** START Data provided **

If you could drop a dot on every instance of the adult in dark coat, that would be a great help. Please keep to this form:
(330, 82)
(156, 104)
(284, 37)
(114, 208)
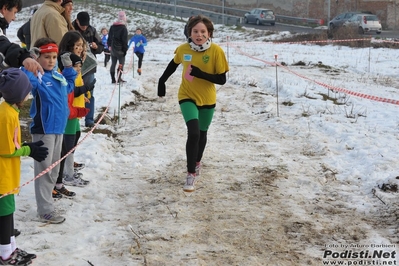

** END Data provided **

**Problem to work on**
Print the lines above word for word, from first to last, with the pictures left out.

**Correct output**
If you could drop a dot on every instance of the adult in dark coat, that would be a great help. Please keep to this form:
(330, 82)
(156, 104)
(284, 37)
(114, 208)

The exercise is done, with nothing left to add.